● Exercise: In this exercise, reproduce all the entries that follow exactly.

● Material to process:
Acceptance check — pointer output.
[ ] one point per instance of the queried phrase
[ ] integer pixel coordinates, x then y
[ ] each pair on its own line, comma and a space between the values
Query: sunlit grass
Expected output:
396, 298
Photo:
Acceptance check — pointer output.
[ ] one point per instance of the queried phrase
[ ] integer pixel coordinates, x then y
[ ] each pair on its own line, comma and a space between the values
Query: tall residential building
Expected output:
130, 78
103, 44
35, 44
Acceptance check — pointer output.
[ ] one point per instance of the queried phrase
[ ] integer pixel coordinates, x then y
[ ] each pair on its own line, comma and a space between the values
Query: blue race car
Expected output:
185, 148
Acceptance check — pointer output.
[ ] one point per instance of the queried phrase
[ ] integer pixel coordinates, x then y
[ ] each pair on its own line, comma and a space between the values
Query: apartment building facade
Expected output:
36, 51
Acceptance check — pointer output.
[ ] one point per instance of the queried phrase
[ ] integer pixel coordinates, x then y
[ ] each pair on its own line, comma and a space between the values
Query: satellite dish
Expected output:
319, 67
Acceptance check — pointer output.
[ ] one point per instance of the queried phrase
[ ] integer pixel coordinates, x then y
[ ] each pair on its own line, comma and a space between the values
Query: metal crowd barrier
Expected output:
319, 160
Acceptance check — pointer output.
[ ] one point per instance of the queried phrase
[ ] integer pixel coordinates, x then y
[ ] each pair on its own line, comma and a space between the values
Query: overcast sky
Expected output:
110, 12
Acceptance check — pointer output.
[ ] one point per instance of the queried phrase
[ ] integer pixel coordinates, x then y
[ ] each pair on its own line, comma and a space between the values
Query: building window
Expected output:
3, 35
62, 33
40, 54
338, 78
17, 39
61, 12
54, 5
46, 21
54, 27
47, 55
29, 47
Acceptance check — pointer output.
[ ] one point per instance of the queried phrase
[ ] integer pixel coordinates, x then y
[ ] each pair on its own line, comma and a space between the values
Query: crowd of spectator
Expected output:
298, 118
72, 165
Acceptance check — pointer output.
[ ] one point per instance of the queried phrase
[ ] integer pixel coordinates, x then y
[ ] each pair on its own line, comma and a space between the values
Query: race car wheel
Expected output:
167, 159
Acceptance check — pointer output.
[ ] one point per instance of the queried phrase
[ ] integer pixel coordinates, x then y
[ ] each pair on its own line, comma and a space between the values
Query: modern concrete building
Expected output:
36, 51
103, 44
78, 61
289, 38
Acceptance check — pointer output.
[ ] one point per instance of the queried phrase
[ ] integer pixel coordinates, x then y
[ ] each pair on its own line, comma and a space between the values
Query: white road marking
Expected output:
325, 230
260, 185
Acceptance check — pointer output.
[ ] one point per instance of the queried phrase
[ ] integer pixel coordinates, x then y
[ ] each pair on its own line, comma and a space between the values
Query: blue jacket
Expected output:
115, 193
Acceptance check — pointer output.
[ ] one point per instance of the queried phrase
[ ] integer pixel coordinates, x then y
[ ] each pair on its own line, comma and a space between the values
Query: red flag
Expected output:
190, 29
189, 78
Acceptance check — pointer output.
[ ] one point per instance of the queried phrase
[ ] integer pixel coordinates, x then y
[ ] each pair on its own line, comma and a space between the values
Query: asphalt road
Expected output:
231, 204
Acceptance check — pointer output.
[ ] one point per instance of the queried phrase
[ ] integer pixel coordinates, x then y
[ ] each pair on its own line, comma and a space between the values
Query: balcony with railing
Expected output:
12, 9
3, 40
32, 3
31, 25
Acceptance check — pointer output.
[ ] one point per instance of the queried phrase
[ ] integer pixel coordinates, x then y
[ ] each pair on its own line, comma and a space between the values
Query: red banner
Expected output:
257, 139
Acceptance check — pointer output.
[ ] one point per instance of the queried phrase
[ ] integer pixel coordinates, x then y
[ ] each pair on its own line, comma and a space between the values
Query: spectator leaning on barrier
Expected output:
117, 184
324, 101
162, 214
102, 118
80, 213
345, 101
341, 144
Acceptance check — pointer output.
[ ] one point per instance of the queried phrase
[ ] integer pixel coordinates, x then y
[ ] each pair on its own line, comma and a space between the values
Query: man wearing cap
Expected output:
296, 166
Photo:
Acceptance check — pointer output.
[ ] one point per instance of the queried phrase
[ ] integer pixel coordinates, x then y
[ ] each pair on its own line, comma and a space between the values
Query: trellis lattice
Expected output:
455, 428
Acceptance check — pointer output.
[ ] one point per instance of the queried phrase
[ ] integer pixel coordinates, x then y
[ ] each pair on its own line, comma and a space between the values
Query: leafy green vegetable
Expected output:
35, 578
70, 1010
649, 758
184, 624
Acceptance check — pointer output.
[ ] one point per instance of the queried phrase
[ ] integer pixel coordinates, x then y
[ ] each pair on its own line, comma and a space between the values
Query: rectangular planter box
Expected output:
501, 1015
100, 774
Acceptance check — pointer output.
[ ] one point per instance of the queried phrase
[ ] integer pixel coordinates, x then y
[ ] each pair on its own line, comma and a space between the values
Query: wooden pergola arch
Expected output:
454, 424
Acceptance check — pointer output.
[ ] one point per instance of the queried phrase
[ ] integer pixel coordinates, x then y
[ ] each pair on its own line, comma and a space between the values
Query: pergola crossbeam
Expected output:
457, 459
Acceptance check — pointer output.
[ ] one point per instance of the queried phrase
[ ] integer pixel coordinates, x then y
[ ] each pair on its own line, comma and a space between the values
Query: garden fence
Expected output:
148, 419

● Written solution:
Acceptance check — pointer output.
[ ] one point per instance of the queried phrase
[ ] integer pixel coordinates, x then y
[ ] each pair on its own line, comma and a space between the values
Query: sunlit grass
Expected output:
396, 298
Photo:
Acceptance check — pointer output.
[ ] one point per instance of the queried phrase
[ ] integer pixel coordinates, x then y
[ ] each pair on its own line, comma and a space between the values
Query: tall residential building
Expected output:
130, 78
103, 44
35, 44
Acceptance check — pointer output.
[ ] one point per instance of the queried phrase
[ ] integer pixel coordinates, x then y
[ ] each pair on its own line, comma and a space between the values
Query: blue race car
Expected output:
185, 148
Acceptance check — pointer output.
[ ] one point per instance of the queried phrase
[ ] integer pixel coordinates, x then y
[ ] each pair on its own line, comma and a space between the values
Query: apartment building facade
Expected output:
36, 51
Acceptance check — pointer output.
[ ] one point per instance of the queried phrase
[ ] integer pixel coordinates, x then y
[ ] each pair on its own line, comma and a space between the values
Query: satellite dish
Expected output:
319, 67
Acceptance check — pointer output.
[ ] one point per instance of the queried phrase
[ ] integer pixel coordinates, x then y
[ ] each pair on its own line, comma and a space between the values
Query: metal crowd barrier
Expected output:
319, 160
Acceptance check — pointer output.
[ ] one point per instance of the queried phrase
[ ] integer pixel coordinates, x then y
[ ] each pair on its own line, comma and a space between the values
Query: overcast sky
Expected output:
110, 12
Acceptance check — pointer output.
[ ] one point per instance of the queried phrase
[ ] integer pixel coordinates, x then y
[ ] each pair on its own line, comma and a space between the values
Query: building window
Expected output:
3, 35
62, 33
40, 54
338, 78
17, 39
61, 12
54, 5
46, 21
54, 27
47, 55
29, 47
Acceptance check — pointer output.
[ ] one point per instance of the queried phrase
[ ] integer pixel coordinates, x then y
[ ] each pair on its own line, comma and a space between the values
Query: crowd of spectator
Expected output:
298, 118
72, 165
Acceptance check — pointer output.
[ ] one point per instance of the queried phrase
[ ] integer pixel coordinates, x then y
[ ] each pair on its own line, comma and a space between the values
Query: race car wheel
Expected output:
167, 159
Acceptance check — pointer output.
[ ] one point per instance of the queried phrase
[ ] integer pixel coordinates, x then y
[ ] each pair on its own line, comma and a space between the values
Query: modern concrete building
Expected output:
36, 51
103, 44
78, 61
289, 38
Acceptance check — pointer output.
[ ] one point per instance of the queried phrase
[ ] integer pixel coordinates, x then y
[ ] each pair on its own line, comma and a space between the values
Query: white road marking
Expected output:
325, 230
260, 185
Acceptance check — pointer output.
[ ] one point per instance of the queried phrase
[ ] integer pixel coordinates, x then y
[ ] each pair on its own line, comma and a space between the values
Query: blue jacket
Expected output:
115, 193
Acceptance check — pointer output.
[ ] one point per instance of the queried phrase
[ ] integer pixel coordinates, x then y
[ ] each pair on its own line, comma and a space between the values
Query: red flag
Expected output:
190, 29
189, 78
Acceptance check — pointer output.
[ ] one point per instance of the queried phrase
[ ] integer pixel coordinates, x then y
[ ] each pair on its own line, comma and a space between the values
Query: asphalt road
Expected output:
231, 204
Acceptance check — pointer output.
[ ] one point per instance of the queried phrase
[ ] integer pixel coordinates, x then y
[ ] each pair on its own line, comma and a space between the values
Query: balcony with railing
Expected output:
12, 9
3, 40
32, 3
31, 25
Acceptance check — pointer output.
[ ] one point per instance of the queried phrase
[ ] integer pixel coordinates, x then y
[ ] each pair on its own line, comma and a space between the values
Query: red banner
Expected output:
257, 139
Acceptance check — pointer output.
[ ] one point per instance of the queried phrase
[ ] integer pixel coordinates, x then y
[ ] each pair on its own line, comma and a space between the values
Query: spectator leaning on barrier
Expected output:
117, 184
324, 101
162, 214
102, 118
80, 213
345, 101
341, 144
Acceptance check — pointer output.
[ ] one point per instance of the queried phrase
[ ] integer pixel coordinates, x then y
[ ] each pair on its own line, comma and a space between the values
Query: man wearing cap
Expected output:
296, 166
Photo:
Acceptance check — pointer output.
[ ] one point per instance of the queried phrase
[ ] integer pixel coordinates, x then y
[ ] each pair on its own line, comma and a space between the values
Query: trellis lattice
Expected output:
455, 428
Acceptance check — pointer output.
[ ] one point per instance of the queried phrase
[ ] integer pixel coordinates, x then y
[ ] each pair on its own line, comma and a space between the values
Query: leafy green vegetable
Expected output:
35, 578
70, 1010
649, 758
184, 624
Acceptance check — pointer output.
[ ] one point per instance of the queried phrase
[ ] integer pixel coordinates, x then y
[ ] each pair on its own line, comma and a space between the values
Query: rectangular planter box
Expected output:
501, 1015
100, 774
Acceptance check — pointer output.
[ ] one point per instance of the queried phrase
[ ] integer pixel coordinates, x then y
[ ] each pair on its own line, comma and a space between the values
Query: wooden pergola arch
Expected output:
454, 424
Acceptance check — pointer output.
[ ] one point per instance of the queried phrase
[ ] integer pixel coordinates, x then y
[ ] each pair on its own line, comma and a space between the values
Query: pergola crossbeam
Expected output:
457, 459
Acceptance check — pointer output.
[ ] one point per instance of the queried phrase
[ ] integer pixel coordinates, x then y
[ ] each pair on its own line, comma and a space between the values
Query: garden fence
Expected output:
148, 419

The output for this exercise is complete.